(Dataset excerpts)
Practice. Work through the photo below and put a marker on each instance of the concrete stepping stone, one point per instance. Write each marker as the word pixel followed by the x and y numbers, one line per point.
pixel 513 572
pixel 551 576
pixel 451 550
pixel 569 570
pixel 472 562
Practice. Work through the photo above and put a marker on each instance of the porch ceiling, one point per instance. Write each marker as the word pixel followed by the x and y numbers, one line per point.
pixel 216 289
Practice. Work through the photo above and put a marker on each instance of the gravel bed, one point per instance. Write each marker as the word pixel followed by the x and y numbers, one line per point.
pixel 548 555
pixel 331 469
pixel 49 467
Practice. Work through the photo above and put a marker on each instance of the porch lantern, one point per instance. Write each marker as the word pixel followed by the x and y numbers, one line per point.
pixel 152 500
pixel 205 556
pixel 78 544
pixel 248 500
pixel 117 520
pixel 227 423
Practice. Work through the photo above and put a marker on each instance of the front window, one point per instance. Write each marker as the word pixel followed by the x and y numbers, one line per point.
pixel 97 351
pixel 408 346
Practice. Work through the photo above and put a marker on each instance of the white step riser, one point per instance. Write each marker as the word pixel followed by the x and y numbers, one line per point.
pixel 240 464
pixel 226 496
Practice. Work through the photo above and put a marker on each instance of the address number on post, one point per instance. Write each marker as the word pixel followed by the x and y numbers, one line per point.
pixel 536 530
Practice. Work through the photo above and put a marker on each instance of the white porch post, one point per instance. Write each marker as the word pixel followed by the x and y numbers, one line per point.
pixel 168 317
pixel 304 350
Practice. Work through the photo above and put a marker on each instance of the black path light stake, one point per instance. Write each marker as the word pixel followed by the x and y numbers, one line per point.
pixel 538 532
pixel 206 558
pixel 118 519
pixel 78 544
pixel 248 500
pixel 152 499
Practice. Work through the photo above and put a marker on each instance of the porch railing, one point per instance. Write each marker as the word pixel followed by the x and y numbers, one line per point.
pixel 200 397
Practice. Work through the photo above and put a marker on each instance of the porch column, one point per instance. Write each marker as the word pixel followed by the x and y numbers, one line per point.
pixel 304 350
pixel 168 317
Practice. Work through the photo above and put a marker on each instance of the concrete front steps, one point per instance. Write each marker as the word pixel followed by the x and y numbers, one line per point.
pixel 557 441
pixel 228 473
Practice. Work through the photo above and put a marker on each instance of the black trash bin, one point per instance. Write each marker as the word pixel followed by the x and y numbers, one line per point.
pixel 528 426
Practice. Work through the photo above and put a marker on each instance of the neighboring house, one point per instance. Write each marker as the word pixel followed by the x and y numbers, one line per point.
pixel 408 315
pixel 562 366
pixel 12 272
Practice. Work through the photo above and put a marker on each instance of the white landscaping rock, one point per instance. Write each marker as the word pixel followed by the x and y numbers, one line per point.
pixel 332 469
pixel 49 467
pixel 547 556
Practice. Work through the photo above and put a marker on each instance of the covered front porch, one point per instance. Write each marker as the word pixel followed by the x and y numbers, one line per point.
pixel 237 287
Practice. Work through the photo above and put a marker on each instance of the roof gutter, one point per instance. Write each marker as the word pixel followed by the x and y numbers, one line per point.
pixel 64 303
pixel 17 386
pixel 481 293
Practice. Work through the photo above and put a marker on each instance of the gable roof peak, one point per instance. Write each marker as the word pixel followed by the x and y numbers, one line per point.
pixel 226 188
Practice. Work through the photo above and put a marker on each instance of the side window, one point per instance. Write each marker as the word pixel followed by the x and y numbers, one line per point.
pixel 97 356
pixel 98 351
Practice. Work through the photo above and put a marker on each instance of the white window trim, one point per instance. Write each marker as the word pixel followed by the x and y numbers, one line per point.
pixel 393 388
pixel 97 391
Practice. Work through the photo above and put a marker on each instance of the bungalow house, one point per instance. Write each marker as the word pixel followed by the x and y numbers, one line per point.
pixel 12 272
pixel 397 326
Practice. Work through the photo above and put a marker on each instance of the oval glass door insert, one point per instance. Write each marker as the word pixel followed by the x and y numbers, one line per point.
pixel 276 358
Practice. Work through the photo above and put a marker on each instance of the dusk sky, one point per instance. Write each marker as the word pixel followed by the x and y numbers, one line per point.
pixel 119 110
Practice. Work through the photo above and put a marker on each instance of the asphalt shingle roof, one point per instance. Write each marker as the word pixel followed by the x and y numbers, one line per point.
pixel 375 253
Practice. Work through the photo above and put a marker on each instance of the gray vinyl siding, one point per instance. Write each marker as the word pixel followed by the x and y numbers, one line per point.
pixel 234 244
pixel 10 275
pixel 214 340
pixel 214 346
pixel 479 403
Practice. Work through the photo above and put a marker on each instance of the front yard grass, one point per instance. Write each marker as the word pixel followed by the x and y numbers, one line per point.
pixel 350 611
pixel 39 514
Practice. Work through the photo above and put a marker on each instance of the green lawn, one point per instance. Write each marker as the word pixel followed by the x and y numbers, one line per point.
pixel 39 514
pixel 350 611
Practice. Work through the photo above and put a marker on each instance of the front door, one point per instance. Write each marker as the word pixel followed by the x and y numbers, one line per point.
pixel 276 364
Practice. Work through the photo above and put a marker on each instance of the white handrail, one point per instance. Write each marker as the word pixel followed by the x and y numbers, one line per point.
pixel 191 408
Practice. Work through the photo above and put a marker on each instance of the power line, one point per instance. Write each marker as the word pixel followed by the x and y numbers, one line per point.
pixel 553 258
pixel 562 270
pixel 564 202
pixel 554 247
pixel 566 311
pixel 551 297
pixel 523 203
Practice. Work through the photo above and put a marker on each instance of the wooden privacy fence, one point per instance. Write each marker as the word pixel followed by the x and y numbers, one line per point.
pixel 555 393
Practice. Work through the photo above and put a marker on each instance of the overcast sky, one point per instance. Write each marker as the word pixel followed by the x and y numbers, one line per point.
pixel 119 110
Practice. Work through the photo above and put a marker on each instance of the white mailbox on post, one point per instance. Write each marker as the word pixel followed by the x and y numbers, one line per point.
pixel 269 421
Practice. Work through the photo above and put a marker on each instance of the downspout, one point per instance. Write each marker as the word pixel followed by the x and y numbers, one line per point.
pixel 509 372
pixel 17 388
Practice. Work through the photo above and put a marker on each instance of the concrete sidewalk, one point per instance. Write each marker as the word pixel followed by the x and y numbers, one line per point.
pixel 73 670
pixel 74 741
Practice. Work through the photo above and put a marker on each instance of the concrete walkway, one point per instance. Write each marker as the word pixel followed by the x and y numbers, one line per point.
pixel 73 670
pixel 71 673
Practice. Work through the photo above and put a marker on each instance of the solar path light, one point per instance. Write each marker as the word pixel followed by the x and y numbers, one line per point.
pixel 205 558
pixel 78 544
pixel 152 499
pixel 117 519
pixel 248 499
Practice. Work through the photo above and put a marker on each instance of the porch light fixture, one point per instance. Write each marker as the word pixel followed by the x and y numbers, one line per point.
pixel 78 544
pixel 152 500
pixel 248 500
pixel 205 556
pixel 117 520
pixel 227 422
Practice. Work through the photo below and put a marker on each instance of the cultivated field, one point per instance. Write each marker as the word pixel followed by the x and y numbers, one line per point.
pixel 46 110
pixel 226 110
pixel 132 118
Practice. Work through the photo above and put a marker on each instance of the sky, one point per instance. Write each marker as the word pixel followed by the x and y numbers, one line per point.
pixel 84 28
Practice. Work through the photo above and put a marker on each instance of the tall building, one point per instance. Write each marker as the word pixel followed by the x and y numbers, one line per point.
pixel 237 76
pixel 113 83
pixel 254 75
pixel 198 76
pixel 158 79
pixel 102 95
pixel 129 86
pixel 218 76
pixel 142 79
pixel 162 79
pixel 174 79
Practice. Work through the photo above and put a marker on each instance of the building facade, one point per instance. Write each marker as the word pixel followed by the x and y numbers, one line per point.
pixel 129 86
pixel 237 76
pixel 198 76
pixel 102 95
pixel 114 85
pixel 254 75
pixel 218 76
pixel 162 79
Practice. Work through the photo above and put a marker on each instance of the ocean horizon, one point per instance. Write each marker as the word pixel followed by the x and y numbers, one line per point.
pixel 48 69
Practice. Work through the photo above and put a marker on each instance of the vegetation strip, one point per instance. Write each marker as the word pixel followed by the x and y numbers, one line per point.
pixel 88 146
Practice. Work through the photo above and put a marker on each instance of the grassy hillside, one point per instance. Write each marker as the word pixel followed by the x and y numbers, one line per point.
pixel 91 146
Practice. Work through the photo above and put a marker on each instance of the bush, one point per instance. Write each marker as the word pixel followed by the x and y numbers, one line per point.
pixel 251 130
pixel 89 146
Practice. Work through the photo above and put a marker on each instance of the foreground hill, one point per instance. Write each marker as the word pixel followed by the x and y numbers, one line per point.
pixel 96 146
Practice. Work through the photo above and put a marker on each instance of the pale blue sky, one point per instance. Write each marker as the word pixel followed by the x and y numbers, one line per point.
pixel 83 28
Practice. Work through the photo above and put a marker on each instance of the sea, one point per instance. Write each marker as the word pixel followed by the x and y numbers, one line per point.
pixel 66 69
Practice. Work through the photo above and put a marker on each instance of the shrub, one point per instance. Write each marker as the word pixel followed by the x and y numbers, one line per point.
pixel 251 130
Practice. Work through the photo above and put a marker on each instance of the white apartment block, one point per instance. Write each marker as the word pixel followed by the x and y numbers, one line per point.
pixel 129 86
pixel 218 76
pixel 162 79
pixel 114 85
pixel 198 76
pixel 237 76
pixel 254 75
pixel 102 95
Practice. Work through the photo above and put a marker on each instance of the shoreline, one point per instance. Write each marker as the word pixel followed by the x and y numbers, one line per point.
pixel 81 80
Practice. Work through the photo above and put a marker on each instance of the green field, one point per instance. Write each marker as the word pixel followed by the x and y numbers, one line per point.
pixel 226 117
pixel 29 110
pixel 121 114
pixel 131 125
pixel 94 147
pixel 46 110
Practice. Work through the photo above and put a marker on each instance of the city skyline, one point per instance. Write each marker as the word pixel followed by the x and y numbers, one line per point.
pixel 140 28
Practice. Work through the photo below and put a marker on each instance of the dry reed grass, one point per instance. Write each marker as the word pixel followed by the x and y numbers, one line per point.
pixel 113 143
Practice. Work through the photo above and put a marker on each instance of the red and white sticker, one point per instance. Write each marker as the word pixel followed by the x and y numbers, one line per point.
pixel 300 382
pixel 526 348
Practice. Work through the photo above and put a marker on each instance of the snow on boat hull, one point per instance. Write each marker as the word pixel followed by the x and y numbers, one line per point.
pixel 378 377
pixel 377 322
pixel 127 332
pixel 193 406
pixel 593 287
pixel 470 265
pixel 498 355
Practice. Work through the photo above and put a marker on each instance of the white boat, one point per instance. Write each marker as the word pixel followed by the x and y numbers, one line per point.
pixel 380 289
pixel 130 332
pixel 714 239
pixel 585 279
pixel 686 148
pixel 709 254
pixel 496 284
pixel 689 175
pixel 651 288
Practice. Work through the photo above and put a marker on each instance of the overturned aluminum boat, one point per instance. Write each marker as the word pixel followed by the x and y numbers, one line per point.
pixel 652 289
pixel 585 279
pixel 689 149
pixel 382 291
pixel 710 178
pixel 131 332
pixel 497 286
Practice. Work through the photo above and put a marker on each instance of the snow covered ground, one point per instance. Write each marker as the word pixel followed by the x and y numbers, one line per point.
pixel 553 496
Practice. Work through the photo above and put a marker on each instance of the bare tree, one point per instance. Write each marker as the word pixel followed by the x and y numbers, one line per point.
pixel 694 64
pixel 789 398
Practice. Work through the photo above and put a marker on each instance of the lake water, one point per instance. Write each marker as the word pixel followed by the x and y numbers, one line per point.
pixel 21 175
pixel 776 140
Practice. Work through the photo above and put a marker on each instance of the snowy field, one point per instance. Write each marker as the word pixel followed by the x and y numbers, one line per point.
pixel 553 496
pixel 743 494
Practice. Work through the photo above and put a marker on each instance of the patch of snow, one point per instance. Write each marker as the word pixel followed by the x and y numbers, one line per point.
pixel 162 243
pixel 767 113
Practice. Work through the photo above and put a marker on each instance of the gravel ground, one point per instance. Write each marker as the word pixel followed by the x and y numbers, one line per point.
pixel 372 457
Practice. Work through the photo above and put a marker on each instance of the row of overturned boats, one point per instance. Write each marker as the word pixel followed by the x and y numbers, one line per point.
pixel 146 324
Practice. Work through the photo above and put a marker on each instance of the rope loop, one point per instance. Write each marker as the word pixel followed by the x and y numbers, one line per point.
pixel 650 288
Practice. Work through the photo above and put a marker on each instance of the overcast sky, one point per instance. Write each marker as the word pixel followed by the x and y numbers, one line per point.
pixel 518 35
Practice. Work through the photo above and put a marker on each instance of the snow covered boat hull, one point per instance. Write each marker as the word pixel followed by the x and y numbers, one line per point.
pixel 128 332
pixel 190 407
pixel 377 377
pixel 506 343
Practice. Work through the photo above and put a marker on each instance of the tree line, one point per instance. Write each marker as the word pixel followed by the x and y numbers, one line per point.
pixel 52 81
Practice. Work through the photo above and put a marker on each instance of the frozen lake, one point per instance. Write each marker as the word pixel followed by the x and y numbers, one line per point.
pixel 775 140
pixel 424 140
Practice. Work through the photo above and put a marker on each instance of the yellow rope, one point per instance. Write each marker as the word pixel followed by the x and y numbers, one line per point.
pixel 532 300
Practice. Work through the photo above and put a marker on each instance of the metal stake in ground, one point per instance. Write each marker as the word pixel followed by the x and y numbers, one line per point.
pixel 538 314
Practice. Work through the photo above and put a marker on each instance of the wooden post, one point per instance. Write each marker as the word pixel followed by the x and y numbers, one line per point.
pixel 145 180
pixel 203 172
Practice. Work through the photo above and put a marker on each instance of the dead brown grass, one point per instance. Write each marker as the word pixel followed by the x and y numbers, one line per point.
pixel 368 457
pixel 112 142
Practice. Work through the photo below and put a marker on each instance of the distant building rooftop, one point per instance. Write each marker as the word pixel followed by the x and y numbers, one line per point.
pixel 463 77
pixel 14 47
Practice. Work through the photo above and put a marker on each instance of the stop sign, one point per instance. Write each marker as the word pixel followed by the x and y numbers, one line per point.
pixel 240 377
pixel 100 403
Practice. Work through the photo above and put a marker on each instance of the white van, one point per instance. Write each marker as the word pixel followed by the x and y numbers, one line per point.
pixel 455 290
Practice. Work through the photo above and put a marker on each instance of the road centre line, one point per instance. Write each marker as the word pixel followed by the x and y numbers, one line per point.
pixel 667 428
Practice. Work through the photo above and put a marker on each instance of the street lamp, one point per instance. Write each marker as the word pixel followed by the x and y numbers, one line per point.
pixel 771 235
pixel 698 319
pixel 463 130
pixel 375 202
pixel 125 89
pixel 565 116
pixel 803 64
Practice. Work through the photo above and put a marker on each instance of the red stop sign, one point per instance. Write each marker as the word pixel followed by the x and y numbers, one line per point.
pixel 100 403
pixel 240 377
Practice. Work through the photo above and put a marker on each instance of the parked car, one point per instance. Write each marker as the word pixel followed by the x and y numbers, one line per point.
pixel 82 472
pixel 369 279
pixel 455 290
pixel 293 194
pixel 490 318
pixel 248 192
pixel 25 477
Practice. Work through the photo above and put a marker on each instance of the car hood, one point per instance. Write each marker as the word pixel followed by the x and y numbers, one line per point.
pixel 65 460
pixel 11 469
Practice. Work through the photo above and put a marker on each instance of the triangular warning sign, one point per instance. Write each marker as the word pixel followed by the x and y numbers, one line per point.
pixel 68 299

**WHAT YOU HAVE TO DO:** Beginning with the line that has "of the triangular", set down every line of the entries above through the final one, unchanged.

**EXERCISE RESPONSE:**
Practice. Work through the photo above and put a marker on each instance of the triangular warning sign, one point per instance. Write each marker as the word pixel followed by the x and y numbers, one line per point.
pixel 68 299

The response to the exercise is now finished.